DIRECTIONS -> Write out every line of the listing below as a numbered list. Skip blank lines and leave out the pictures.

----------------------------------------

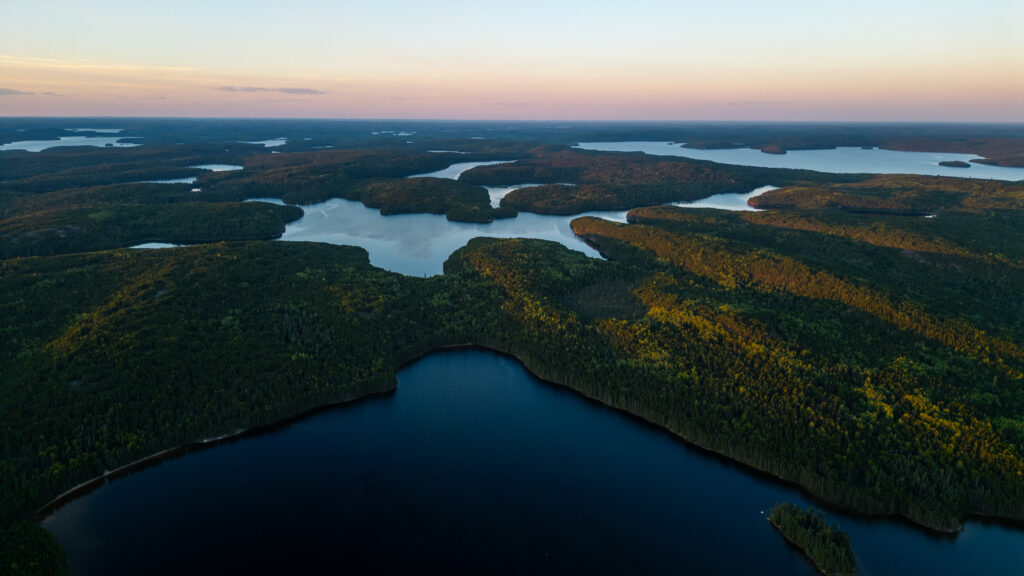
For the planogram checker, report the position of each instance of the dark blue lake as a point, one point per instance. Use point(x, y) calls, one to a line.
point(474, 465)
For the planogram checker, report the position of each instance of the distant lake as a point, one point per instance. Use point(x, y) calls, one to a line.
point(840, 160)
point(454, 171)
point(218, 167)
point(39, 146)
point(474, 466)
point(272, 142)
point(419, 244)
point(97, 130)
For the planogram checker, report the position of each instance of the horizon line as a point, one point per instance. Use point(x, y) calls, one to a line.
point(514, 121)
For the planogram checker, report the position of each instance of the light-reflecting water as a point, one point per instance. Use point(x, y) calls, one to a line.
point(840, 160)
point(419, 244)
point(39, 146)
point(474, 466)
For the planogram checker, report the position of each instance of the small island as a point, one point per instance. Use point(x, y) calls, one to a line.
point(954, 164)
point(772, 149)
point(826, 546)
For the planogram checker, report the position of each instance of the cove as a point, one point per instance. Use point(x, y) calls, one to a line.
point(474, 465)
point(839, 160)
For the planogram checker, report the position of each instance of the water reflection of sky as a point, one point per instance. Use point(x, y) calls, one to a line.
point(840, 160)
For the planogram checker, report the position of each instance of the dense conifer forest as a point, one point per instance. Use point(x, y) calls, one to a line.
point(863, 337)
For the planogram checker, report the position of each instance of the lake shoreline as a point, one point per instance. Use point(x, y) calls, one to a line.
point(157, 458)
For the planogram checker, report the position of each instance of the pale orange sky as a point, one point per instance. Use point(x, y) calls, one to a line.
point(645, 59)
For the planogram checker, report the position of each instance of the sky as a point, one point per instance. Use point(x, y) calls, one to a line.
point(522, 59)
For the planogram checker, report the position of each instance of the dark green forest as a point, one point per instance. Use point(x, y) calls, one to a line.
point(825, 545)
point(862, 337)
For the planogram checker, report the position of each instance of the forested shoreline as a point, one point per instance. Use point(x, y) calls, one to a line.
point(840, 340)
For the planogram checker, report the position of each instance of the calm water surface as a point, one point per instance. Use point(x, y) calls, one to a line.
point(473, 465)
point(419, 244)
point(840, 160)
point(39, 146)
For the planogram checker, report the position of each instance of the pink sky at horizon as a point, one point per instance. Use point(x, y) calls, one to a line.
point(660, 62)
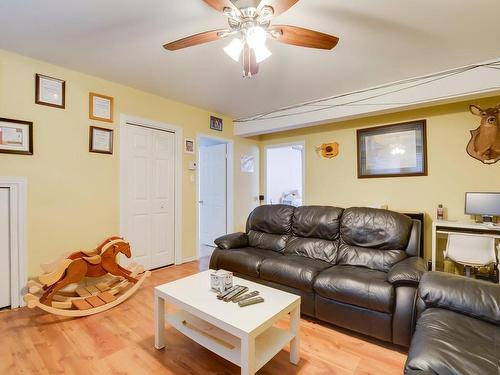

----------------------------------------

EXERCISE ANSWER ->
1. For the planogram checker, report the position of each instance of the dark blue lake as a point, one point per instance. Use point(x, y) calls, one to a line.
2. point(474, 465)
3. For the planogram checker, report the position of each instance of the distant lake as a point, one point per instance. Use point(x, y) calls, one to a line.
4. point(840, 160)
5. point(454, 171)
6. point(218, 167)
7. point(39, 146)
8. point(474, 466)
9. point(272, 142)
10. point(419, 244)
11. point(97, 130)
12. For the planogram checker, report the position of each instance of the horizon line as a point, one point per instance. Use point(x, y) calls, one to a line.
13. point(514, 121)
14. For the planogram checker, report the position of each instance of the light-reflecting water as a point, one point per instance. Use point(x, y) calls, one to a line.
15. point(840, 160)
16. point(419, 244)
17. point(39, 146)
18. point(474, 466)
19. For the planogram checker, report the position of each instance of the small island as a point, one point per instance. Use point(x, y) calls, one to a line.
20. point(954, 164)
21. point(772, 149)
22. point(826, 546)
23. For the planogram checker, report the position of each instance of the cove as a point, one point per instance. Use point(x, y) calls, one to a line.
24. point(474, 465)
25. point(839, 160)
26. For the planogram checker, report the position of each instance of the water reflection of sky as a point, one point per instance. Use point(x, y) calls, one to a line.
27. point(840, 160)
28. For the planogram checker, report the position of each instance of the dense conifer forest as a point, one point per instance. Use point(x, y) calls, one to a line.
29. point(863, 337)
30. For the planogram checker, report the position of each instance of the lake shoreline as a point, one point per instance. Use point(x, y) calls, one to a line.
31. point(157, 458)
32. For the planogram checker, report the position of each instance of the pale orange sky as a point, one point per instance. Use point(x, y) calls, one to a line.
33. point(645, 59)
34. For the planogram checker, report the position of each instance of the sky as a point, one point per instance. Use point(x, y) calls, one to a line.
35. point(522, 59)
36. For the planogram checker, report the position of each instance of the dark green forest as a point, one point per instance. Use point(x, y) calls, one to a line.
37. point(825, 545)
38. point(862, 337)
39. For the planogram checker, report the position of each instance of the forested shoreline as a point, one point per instance. Use point(x, y) calls, one to a line.
40. point(840, 340)
41. For the planogram checker, report the position of each instance of the calm water surface as a point, one point per instance. Use point(x, y) calls, one to a line.
42. point(473, 465)
43. point(419, 244)
44. point(840, 160)
45. point(39, 146)
46. For the planogram checker, report the position of each instance of the pink sky at horizon as a point, one point per instance. Use point(x, y) calls, one to a line.
47. point(660, 62)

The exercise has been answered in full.